▶ CONSIGNA DEL EJERCICIO
Retoma el texto sobre el Matadero de La Habana y Tacón y continúalo a partir de su última oración.

▶ TEXTO DEL DOCUMENTO
%%

El Matadero de La Habana y el Capitán General Tacón

Esa fue la situación que se encontró el nuevo Capitán General Miguel Tacón cuando desembarcó en La Habana el 1ro de junio de 1834; y, como era hombre inquieto y aborrecía el desorden, se propuso, entre otras muchas cosas, solucionar el problema del dichoso matadero.

Como era en extremo complicado sacar el Matadero de La Habana de su locación en el barrio del Horcón, Tacón resolvió los problemas de sanidad que este provocaba, a través de ordenanzas que pusieron en carril todo el relajo que existía en torno al sacrificio de ganado mayor:

«(…) Se mataban las reses con desaseo y desorden; (…) se conducían a las plazas en caballos de una manera repugnante y asquerosa.»

Así se quejaba el Capitán General en sus memorias del estado de cosas existente en el Matadero de La Habana y para solucionarlo hizo traer de los Estados Unidos no sólo «matarifes expertos» que enseñaran lo más avanzado del oficio a españoles y criollos; sino también carros cerrados para el transporte de la reses muertas a las plazas donde se expendía la carne.

%%

▶ MATERIAL DE ORIGEN

%%

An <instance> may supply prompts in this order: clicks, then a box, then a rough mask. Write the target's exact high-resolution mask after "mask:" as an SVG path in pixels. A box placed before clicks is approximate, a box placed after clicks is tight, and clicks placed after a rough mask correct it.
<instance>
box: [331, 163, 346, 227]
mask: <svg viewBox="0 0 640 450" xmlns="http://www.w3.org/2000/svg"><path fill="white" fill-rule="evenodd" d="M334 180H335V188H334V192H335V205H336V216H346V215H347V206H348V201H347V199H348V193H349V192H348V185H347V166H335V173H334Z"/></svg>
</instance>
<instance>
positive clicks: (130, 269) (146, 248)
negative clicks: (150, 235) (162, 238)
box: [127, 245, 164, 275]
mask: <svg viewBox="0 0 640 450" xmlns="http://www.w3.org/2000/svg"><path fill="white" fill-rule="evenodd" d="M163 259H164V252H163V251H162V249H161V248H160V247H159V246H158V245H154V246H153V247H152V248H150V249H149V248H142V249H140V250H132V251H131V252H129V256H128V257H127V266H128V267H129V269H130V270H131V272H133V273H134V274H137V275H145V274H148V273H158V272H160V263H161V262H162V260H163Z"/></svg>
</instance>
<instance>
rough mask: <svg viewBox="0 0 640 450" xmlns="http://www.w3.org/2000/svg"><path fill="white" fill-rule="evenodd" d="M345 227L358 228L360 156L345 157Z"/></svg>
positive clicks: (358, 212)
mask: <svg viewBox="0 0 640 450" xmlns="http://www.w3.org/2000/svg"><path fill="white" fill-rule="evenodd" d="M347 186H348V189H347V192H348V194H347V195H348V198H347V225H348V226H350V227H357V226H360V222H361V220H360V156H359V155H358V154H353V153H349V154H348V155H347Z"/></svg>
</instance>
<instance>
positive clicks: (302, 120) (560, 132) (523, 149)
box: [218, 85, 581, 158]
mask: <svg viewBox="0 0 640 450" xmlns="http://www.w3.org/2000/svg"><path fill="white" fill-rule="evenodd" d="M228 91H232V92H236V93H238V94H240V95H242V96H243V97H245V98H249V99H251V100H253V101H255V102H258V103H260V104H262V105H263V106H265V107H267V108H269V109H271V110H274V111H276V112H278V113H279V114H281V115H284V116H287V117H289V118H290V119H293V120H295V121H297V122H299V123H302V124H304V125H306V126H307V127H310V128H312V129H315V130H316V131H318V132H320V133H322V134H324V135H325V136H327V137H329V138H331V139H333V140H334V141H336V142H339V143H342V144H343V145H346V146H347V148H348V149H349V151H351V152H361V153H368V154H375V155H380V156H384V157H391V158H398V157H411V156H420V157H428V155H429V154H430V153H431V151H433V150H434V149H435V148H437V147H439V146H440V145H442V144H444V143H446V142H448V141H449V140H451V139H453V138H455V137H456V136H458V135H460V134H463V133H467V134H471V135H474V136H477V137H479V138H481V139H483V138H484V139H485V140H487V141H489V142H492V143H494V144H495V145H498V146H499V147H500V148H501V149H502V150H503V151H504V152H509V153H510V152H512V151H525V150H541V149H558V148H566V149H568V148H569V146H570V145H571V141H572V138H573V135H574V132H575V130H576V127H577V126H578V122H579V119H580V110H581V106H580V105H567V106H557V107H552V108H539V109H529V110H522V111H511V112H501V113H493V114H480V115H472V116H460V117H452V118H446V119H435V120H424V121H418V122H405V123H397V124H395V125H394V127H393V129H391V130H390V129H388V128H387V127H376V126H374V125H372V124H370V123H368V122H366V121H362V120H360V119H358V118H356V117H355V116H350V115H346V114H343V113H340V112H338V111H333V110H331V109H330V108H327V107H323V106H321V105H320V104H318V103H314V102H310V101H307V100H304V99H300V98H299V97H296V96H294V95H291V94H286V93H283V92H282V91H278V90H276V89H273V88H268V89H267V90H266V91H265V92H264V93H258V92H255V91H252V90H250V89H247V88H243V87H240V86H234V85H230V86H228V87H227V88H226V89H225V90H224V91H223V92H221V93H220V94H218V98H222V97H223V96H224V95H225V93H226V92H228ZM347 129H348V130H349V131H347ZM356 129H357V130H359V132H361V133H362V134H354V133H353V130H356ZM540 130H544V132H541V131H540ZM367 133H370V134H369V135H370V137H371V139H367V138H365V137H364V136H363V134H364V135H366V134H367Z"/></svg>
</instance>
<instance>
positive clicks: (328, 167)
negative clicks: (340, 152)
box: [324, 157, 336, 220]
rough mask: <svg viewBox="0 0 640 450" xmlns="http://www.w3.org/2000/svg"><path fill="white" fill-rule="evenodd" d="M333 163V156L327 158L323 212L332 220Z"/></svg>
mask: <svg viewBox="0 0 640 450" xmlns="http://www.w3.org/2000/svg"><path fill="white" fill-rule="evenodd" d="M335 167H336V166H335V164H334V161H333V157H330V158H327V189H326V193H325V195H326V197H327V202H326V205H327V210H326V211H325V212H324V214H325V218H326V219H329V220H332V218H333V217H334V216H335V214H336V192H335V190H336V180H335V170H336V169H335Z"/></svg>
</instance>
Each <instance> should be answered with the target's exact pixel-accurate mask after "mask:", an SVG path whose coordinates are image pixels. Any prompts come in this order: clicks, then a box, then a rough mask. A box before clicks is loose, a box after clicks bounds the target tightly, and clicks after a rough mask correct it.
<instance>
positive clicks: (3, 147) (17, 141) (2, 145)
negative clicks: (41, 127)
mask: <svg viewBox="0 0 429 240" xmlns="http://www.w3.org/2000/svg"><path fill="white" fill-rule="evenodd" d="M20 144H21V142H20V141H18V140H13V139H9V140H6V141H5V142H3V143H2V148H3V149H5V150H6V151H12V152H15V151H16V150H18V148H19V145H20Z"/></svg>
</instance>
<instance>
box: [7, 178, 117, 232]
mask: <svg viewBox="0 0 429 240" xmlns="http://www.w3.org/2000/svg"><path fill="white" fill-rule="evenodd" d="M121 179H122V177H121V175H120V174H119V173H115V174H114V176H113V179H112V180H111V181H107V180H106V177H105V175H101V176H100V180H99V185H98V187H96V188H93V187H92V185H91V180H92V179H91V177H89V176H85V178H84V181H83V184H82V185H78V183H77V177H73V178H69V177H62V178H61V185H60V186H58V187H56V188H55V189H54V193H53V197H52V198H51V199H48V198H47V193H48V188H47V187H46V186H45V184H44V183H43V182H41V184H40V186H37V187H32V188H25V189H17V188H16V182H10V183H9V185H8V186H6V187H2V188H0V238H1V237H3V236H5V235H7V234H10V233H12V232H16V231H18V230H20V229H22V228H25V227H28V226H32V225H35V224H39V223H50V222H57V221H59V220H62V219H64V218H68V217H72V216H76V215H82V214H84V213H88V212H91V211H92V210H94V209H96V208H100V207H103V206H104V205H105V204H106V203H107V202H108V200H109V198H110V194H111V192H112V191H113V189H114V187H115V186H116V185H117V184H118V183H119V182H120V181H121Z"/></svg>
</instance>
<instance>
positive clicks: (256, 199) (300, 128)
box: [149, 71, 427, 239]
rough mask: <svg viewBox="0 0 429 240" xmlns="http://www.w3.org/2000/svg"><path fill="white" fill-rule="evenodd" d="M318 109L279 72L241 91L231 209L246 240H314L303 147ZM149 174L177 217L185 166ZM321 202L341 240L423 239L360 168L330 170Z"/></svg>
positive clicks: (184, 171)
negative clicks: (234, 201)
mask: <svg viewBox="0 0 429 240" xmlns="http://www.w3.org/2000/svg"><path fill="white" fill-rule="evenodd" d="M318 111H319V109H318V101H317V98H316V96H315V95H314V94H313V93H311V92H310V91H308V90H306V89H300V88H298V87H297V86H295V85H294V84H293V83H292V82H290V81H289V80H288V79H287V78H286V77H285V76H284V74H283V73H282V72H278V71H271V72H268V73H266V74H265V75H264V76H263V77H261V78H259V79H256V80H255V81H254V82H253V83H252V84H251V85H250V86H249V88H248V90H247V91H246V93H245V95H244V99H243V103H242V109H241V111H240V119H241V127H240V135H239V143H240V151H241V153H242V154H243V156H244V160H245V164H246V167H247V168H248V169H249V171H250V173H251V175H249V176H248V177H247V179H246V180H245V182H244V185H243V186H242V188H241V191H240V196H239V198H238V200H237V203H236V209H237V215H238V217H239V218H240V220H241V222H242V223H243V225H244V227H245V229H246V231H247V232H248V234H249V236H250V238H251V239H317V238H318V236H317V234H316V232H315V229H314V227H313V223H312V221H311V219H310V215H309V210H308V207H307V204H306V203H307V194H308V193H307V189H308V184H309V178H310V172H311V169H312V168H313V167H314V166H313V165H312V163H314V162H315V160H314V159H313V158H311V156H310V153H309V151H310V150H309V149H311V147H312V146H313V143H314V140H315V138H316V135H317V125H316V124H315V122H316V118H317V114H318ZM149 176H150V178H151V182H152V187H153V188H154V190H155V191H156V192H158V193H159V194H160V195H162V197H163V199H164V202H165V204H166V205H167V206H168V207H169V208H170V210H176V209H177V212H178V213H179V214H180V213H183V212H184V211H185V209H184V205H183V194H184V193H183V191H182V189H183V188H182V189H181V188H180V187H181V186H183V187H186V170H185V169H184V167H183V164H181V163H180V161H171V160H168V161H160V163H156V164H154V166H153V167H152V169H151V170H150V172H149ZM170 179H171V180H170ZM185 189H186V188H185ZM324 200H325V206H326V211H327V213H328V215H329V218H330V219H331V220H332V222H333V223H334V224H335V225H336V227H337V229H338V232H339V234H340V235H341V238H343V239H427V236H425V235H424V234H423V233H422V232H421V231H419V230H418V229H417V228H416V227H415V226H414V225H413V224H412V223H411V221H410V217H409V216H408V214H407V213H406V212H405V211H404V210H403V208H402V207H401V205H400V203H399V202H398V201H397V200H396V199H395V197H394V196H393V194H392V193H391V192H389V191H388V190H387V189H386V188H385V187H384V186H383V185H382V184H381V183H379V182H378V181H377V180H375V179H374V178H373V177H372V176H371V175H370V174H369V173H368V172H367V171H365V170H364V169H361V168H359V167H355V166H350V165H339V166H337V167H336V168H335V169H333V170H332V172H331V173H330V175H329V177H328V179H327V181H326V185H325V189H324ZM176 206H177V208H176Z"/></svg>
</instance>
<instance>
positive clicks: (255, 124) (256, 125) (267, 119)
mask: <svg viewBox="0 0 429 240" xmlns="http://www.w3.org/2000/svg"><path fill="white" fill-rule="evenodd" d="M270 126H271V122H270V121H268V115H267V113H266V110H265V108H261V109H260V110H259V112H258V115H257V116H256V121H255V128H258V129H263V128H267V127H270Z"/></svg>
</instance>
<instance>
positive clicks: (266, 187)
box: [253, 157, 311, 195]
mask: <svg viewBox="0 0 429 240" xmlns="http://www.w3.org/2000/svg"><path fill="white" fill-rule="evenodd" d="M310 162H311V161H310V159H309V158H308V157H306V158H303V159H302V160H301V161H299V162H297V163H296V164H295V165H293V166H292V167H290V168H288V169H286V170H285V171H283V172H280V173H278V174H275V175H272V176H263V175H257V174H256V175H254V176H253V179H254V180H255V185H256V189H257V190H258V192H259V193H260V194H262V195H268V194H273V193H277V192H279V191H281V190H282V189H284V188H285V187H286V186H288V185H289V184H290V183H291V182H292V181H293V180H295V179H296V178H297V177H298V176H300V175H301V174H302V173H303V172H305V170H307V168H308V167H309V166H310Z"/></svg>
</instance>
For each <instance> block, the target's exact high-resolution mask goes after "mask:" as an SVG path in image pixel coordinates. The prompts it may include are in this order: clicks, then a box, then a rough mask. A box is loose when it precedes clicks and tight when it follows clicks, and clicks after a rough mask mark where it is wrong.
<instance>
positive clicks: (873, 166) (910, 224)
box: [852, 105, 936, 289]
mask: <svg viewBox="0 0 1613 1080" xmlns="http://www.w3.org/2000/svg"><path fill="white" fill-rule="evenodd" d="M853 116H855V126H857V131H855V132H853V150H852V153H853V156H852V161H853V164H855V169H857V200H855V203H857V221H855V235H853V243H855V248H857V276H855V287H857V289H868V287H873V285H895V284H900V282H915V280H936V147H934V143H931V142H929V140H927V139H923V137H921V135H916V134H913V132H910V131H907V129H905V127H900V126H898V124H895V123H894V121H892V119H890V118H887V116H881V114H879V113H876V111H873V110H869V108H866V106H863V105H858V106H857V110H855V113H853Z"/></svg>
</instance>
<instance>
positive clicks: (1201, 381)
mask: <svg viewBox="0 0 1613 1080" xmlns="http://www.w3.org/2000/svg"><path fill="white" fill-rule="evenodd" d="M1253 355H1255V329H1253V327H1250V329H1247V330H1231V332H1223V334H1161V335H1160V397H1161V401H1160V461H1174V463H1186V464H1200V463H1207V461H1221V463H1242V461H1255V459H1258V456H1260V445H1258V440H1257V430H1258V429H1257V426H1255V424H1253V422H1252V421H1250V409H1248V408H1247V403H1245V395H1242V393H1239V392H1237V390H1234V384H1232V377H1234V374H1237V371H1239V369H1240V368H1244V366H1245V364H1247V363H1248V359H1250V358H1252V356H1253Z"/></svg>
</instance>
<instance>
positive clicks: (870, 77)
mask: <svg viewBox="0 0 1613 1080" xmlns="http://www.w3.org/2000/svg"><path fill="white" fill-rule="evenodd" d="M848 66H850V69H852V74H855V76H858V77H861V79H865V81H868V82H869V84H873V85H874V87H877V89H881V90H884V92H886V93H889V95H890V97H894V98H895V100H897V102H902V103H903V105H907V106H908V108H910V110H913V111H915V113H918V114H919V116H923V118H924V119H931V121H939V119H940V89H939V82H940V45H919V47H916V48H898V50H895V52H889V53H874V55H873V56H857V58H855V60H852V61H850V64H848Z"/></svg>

%%

▶ ESPACIO DE RESPUESTA
De más está decir que la fuerte tradición del pueblo de la Isla de hacer lo que le da la gana e ignorar cualquier disposición de las autoridades por sensata que sea, hizo inmediata aparición y los comerciantes del patio se resistieron todo lo que pudieron a las normativas del entrometido Capitán General; razón por la cual Tacón tuvo que obligar a usar sus carros de carne por decreto y amenazar con cárcel y/o multas a todo aquel que desconociese sus órdenes.

Se impuso así la que terminó por ser una de las figuras más pintorescas del XIX habanero: el carro de la carne, pues, aunque el comercio en pleno se resistió a la introducción de su uso y Tacón tuvo que ponerse en modo «por mis santos…», finalmente aceptaron que el nuevo sistema tenía múltiples ventajas, desde el aspecto de la sanidad hasta el de la seguridad.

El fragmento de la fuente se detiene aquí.